- [Il tuo compito]: Individua nei record qui sotto ogni riga che contiene la parola "black" e copiala. Maiuscole e minuscole contano.

- [Dati riportati]:
● ● ●

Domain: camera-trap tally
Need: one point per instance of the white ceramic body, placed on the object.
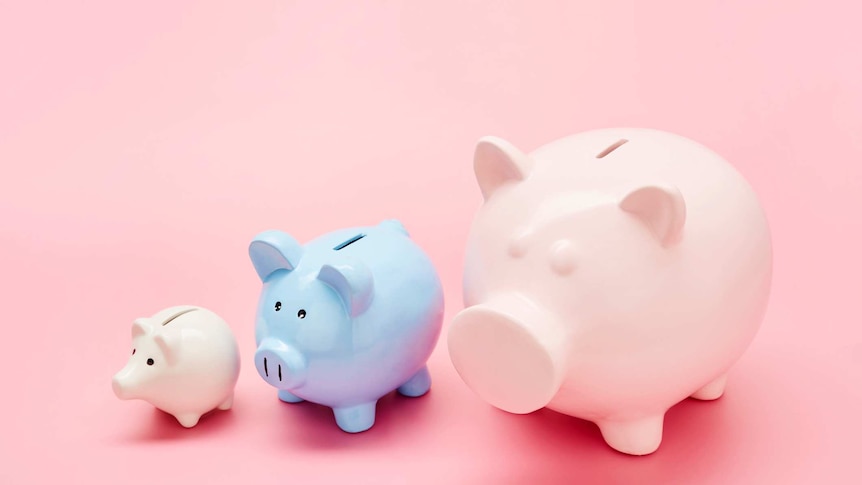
(608, 276)
(185, 361)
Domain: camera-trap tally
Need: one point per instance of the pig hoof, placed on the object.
(227, 403)
(505, 361)
(418, 385)
(711, 391)
(286, 396)
(355, 419)
(638, 437)
(188, 420)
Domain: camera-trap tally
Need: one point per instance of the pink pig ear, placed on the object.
(141, 327)
(498, 162)
(169, 347)
(661, 208)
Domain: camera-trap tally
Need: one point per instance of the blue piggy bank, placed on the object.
(347, 318)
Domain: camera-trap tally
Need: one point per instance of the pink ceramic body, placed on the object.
(608, 276)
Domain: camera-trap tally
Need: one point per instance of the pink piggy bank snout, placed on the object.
(505, 358)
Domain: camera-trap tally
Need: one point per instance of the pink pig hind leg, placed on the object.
(634, 437)
(713, 390)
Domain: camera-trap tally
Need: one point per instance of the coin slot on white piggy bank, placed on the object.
(184, 361)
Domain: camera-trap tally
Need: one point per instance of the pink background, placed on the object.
(144, 143)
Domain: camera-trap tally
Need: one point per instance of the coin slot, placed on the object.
(348, 242)
(607, 151)
(176, 315)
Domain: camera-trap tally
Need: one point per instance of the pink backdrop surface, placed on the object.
(144, 143)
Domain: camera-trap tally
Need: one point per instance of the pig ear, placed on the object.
(274, 250)
(169, 346)
(141, 327)
(353, 283)
(497, 162)
(662, 208)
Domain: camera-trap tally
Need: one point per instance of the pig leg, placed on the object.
(634, 437)
(355, 419)
(188, 420)
(418, 385)
(711, 391)
(227, 403)
(286, 396)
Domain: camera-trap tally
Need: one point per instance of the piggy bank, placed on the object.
(608, 276)
(346, 318)
(185, 361)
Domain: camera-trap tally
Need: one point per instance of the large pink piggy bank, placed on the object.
(608, 276)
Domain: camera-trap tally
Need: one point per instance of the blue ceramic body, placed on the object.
(346, 318)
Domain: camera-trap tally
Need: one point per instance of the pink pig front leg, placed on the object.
(510, 352)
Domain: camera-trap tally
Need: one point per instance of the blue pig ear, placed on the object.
(271, 251)
(353, 283)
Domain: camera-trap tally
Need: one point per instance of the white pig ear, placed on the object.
(271, 251)
(353, 283)
(498, 162)
(169, 346)
(661, 208)
(141, 327)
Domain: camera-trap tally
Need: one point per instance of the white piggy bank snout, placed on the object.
(184, 361)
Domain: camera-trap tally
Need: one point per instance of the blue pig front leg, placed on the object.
(355, 419)
(417, 385)
(288, 397)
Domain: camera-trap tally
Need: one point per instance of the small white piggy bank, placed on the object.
(185, 361)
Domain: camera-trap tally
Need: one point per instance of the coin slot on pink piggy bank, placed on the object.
(608, 276)
(184, 361)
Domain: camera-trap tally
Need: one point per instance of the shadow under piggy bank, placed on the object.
(161, 426)
(307, 425)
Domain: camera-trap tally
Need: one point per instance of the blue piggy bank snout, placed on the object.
(279, 365)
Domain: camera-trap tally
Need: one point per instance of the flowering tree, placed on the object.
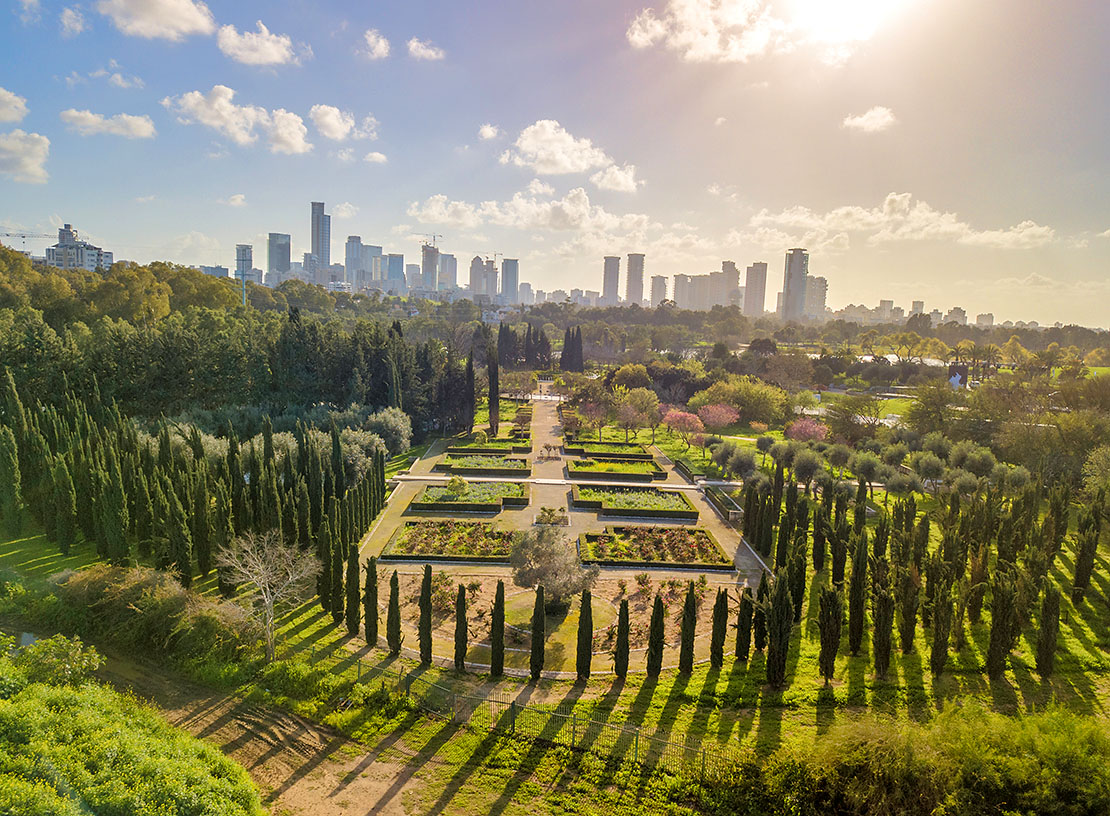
(806, 430)
(685, 424)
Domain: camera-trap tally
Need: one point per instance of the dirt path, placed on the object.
(300, 767)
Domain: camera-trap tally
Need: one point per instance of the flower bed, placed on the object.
(654, 546)
(480, 497)
(644, 502)
(450, 541)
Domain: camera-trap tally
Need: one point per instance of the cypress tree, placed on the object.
(538, 634)
(585, 651)
(393, 637)
(829, 622)
(64, 506)
(461, 633)
(336, 592)
(655, 640)
(719, 630)
(759, 618)
(621, 653)
(370, 603)
(497, 633)
(353, 612)
(424, 627)
(1048, 632)
(779, 623)
(744, 625)
(857, 596)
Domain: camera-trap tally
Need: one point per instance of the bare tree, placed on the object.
(281, 574)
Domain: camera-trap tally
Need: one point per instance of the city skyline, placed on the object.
(199, 133)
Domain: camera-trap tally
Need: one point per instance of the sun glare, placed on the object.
(841, 21)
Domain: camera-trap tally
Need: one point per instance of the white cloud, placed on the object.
(898, 218)
(122, 124)
(424, 50)
(874, 121)
(256, 48)
(72, 22)
(548, 149)
(23, 157)
(159, 19)
(12, 107)
(217, 110)
(621, 179)
(337, 126)
(377, 47)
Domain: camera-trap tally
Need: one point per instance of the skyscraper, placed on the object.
(634, 279)
(278, 254)
(611, 281)
(755, 289)
(510, 281)
(794, 284)
(429, 267)
(321, 234)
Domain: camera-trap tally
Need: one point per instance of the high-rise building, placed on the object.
(510, 281)
(429, 267)
(72, 253)
(634, 279)
(278, 255)
(658, 290)
(611, 281)
(321, 234)
(755, 289)
(794, 284)
(817, 290)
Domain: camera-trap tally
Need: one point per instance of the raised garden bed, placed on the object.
(634, 502)
(654, 546)
(484, 465)
(480, 497)
(448, 541)
(617, 470)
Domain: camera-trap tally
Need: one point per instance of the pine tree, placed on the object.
(353, 612)
(829, 622)
(744, 625)
(779, 624)
(621, 652)
(538, 636)
(585, 646)
(461, 632)
(655, 640)
(719, 630)
(1048, 632)
(370, 603)
(424, 627)
(497, 632)
(393, 637)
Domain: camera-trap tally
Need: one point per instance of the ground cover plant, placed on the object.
(677, 545)
(451, 539)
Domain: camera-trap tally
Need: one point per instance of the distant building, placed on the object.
(72, 253)
(278, 257)
(658, 290)
(321, 228)
(634, 279)
(611, 281)
(510, 281)
(794, 284)
(755, 289)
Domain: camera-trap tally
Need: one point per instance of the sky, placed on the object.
(939, 150)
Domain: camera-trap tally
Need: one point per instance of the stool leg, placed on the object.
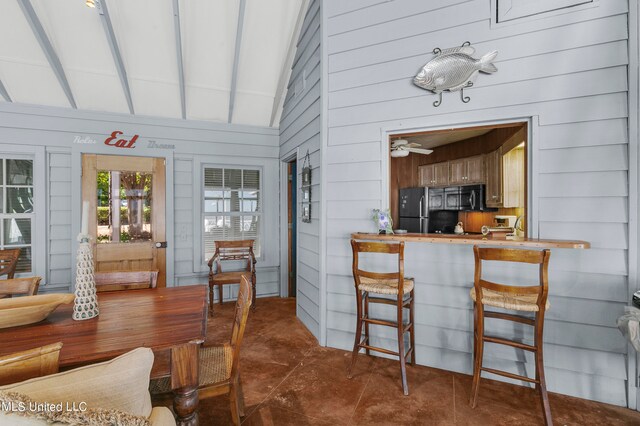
(356, 343)
(210, 299)
(412, 331)
(253, 294)
(478, 345)
(401, 353)
(542, 386)
(366, 324)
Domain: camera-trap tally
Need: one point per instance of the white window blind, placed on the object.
(16, 209)
(232, 207)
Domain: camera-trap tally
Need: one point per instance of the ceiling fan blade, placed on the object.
(420, 150)
(395, 153)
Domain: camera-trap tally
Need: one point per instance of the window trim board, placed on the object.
(40, 242)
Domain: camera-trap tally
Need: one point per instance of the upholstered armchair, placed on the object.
(112, 392)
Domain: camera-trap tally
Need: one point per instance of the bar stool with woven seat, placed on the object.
(388, 283)
(519, 298)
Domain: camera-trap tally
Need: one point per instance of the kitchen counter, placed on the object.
(474, 239)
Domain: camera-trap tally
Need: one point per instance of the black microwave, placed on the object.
(472, 198)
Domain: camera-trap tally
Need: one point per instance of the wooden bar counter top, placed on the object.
(474, 239)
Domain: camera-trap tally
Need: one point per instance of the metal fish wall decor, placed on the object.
(453, 69)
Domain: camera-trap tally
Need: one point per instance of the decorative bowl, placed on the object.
(29, 309)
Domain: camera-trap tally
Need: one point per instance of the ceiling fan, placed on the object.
(402, 148)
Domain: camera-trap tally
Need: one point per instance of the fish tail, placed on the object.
(485, 63)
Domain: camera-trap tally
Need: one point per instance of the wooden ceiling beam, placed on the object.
(285, 72)
(176, 24)
(4, 93)
(101, 5)
(236, 59)
(47, 48)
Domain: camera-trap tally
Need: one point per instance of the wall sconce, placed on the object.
(306, 189)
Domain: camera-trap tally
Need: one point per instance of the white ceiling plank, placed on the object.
(236, 59)
(268, 29)
(4, 93)
(208, 36)
(285, 72)
(145, 32)
(176, 20)
(103, 10)
(47, 49)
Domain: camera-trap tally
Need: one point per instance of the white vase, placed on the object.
(85, 305)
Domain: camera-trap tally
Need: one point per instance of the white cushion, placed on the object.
(121, 384)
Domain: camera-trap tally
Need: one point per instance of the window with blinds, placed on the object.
(16, 209)
(232, 207)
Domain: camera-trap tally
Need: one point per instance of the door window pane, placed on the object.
(19, 172)
(19, 200)
(124, 206)
(24, 261)
(17, 231)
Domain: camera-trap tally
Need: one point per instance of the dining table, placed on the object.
(172, 322)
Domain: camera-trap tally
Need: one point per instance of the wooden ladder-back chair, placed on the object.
(241, 250)
(219, 366)
(387, 284)
(532, 299)
(8, 262)
(28, 364)
(20, 287)
(125, 280)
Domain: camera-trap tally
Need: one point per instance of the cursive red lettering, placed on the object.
(113, 136)
(132, 142)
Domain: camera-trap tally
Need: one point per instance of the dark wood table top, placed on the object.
(158, 318)
(498, 239)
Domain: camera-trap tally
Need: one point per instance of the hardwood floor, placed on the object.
(289, 380)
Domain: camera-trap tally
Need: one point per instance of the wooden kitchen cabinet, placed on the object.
(434, 174)
(513, 178)
(493, 167)
(466, 170)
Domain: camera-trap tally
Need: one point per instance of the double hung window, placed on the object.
(17, 208)
(232, 207)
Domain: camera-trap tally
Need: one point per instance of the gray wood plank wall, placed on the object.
(565, 71)
(300, 128)
(195, 143)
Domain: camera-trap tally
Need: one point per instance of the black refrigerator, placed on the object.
(414, 209)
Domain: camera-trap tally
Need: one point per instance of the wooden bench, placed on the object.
(125, 280)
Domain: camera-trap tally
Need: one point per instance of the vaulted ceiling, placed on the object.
(216, 60)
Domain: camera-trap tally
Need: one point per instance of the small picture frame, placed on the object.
(306, 212)
(382, 219)
(306, 176)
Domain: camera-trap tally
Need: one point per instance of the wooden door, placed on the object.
(475, 169)
(457, 172)
(291, 224)
(493, 167)
(127, 228)
(441, 174)
(427, 177)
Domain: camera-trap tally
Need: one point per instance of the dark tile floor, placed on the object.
(289, 380)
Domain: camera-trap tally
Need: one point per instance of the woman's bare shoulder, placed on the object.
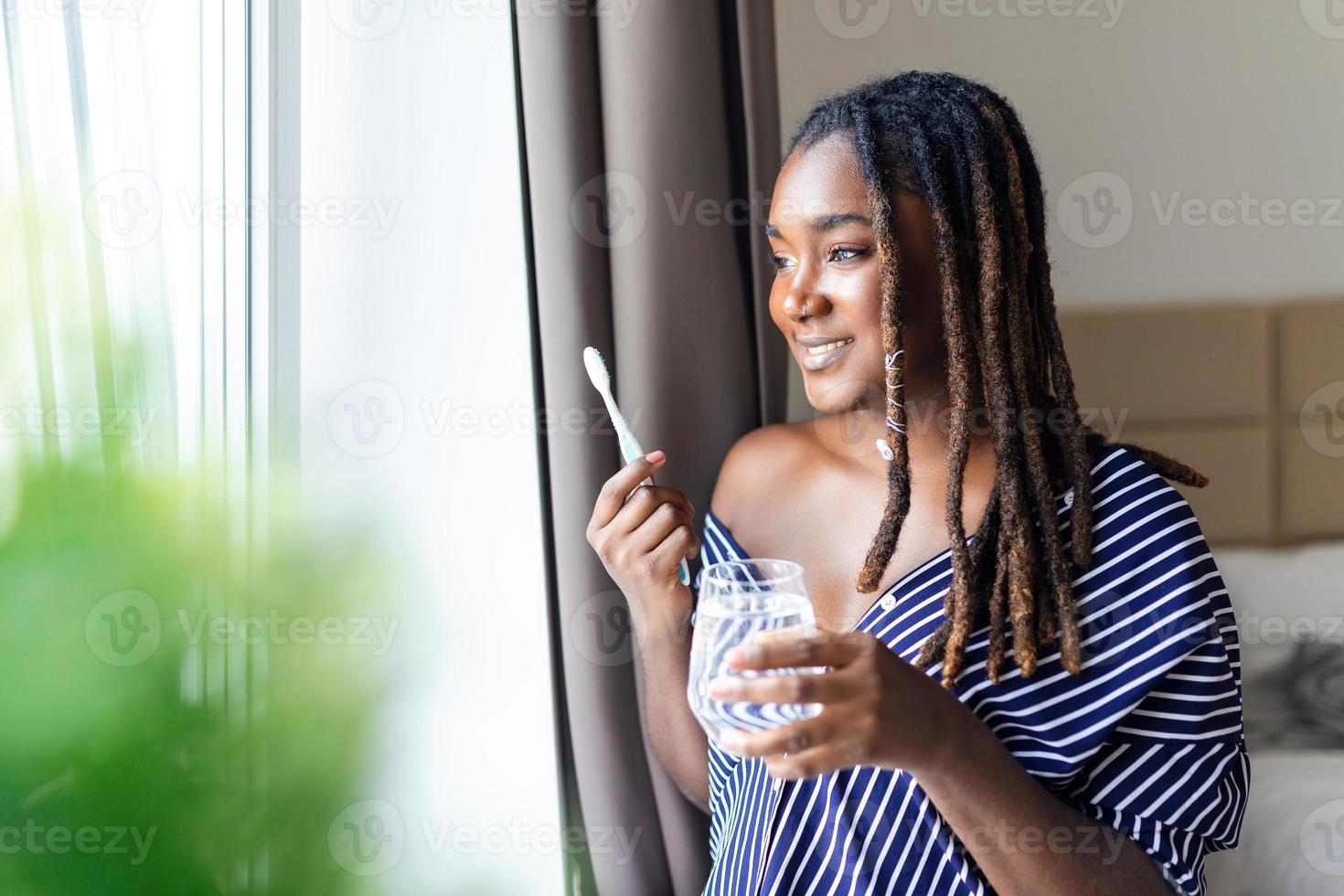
(757, 466)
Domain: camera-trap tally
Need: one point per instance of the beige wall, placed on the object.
(1186, 102)
(1197, 100)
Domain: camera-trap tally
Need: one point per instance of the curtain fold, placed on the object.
(651, 145)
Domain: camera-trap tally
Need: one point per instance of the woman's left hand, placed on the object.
(878, 709)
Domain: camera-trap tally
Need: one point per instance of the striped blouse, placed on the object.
(1148, 739)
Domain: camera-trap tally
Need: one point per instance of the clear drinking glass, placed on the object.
(745, 602)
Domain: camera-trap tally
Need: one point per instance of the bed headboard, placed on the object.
(1252, 395)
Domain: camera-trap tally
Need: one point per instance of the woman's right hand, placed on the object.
(643, 539)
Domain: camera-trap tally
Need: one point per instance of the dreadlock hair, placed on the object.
(961, 148)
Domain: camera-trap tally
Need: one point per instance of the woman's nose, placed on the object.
(800, 305)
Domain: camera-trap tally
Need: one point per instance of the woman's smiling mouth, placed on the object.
(818, 355)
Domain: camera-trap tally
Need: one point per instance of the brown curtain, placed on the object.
(651, 148)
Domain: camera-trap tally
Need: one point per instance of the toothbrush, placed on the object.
(595, 366)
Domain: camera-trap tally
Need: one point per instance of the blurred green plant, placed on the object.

● ● ●

- [Soluzione completa]:
Need: one point per instance of the black microwave, placed on the object.
Need: one point per instance of the black refrigerator, placed on the object.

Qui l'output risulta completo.